EXERCISE INPUTS Start Marker

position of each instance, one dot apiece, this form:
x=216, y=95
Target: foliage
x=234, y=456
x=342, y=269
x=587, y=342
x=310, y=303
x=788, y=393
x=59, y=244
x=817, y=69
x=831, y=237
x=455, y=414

EXERCISE INPUTS End Marker

Every record should be given again exactly.

§ EXERCISE OUTPUT:
position of each instance, one dot apiece, this form:
x=216, y=95
Target: foliage
x=234, y=456
x=342, y=269
x=587, y=342
x=310, y=303
x=788, y=393
x=59, y=244
x=817, y=69
x=831, y=237
x=455, y=414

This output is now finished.